== Exercise instructions ==
Copy the lines from the one containing "of the chain-link" to the one containing "[(811, 241)]", replacing "chain-link fence" with "metal fence" and leaving everything else the same.

(Location identification items)
:::

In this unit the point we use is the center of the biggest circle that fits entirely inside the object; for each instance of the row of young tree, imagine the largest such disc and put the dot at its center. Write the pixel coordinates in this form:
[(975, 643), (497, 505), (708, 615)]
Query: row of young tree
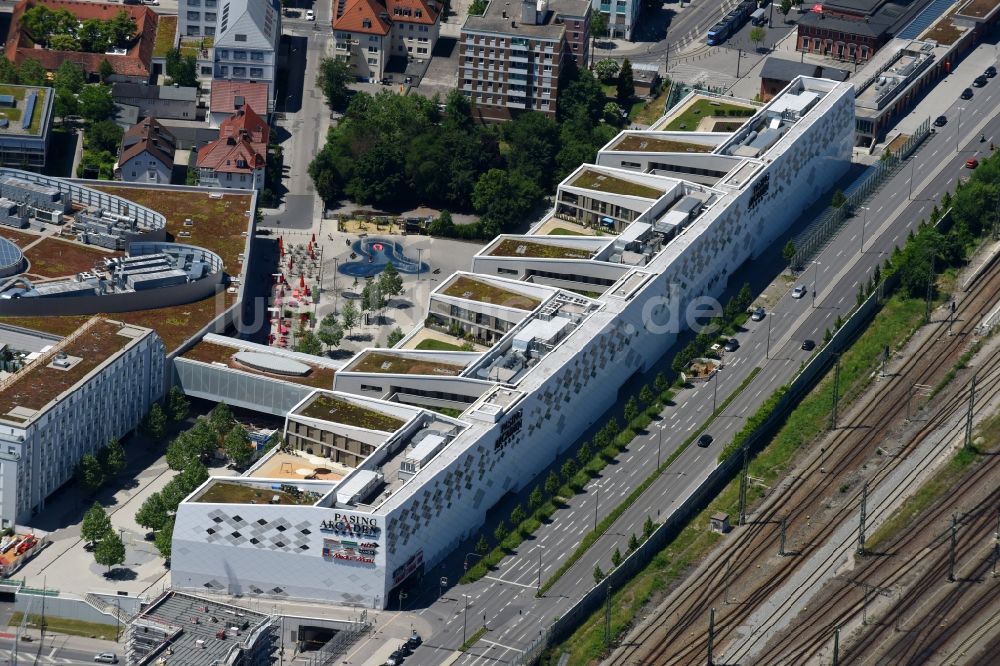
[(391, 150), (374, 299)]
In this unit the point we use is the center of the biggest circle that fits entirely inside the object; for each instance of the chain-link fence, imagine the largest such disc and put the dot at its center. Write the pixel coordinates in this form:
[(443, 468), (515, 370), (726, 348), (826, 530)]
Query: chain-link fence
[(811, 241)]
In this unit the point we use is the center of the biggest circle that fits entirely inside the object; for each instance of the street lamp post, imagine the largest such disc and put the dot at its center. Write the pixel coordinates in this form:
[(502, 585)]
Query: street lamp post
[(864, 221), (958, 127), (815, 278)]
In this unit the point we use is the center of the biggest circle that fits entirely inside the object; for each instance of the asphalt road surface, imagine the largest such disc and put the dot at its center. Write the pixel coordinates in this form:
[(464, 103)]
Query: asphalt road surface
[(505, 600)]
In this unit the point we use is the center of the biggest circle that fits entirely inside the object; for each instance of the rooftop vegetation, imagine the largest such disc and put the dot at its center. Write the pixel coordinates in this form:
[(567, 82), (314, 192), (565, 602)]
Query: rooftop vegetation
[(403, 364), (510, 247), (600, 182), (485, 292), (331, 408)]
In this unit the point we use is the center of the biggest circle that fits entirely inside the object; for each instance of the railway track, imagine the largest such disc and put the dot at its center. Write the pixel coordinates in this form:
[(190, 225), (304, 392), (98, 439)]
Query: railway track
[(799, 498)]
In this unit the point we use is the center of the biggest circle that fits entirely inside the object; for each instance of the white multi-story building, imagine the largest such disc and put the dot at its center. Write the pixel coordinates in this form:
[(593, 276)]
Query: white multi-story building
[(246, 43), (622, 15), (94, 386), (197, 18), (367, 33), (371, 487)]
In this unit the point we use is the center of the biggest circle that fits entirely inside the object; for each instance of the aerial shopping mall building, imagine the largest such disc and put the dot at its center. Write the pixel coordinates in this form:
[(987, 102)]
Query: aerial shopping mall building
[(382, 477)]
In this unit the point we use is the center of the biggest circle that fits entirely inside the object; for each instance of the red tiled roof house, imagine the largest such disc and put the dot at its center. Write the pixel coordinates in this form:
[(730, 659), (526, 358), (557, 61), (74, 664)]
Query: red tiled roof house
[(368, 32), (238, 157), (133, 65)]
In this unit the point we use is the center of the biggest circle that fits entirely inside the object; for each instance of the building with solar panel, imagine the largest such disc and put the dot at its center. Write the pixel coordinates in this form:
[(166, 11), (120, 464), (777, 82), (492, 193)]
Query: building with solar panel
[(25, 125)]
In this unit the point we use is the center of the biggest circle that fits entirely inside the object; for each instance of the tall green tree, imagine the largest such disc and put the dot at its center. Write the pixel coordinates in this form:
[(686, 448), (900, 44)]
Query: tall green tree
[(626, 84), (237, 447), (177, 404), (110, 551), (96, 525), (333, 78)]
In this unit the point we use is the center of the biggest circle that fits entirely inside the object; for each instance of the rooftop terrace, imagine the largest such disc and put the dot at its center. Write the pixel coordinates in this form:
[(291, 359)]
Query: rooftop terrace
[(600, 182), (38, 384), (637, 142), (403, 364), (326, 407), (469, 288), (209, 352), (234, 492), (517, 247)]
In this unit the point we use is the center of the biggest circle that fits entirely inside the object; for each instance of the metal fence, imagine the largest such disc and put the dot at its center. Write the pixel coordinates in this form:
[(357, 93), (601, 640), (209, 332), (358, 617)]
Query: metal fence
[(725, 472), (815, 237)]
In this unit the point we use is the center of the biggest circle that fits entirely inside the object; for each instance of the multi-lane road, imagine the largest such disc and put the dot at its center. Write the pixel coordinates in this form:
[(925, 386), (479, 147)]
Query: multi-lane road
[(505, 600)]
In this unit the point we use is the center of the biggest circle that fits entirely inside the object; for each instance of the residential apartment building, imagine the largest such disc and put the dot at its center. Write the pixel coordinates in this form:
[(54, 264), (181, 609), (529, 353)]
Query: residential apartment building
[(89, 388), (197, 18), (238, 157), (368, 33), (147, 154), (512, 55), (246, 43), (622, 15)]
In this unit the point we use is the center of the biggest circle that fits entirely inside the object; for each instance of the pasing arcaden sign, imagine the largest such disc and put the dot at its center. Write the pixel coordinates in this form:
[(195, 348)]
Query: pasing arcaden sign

:::

== Answer to the exercise ==
In this unit the point we use is the center of the biggest circle that fits entirely inside the object; for each instance of the metal fence, imagine the largest such disc and put the dot at its center. Write the pixel coordinates in this form:
[(443, 468), (515, 370), (726, 348), (826, 530)]
Query: metal fence
[(811, 241)]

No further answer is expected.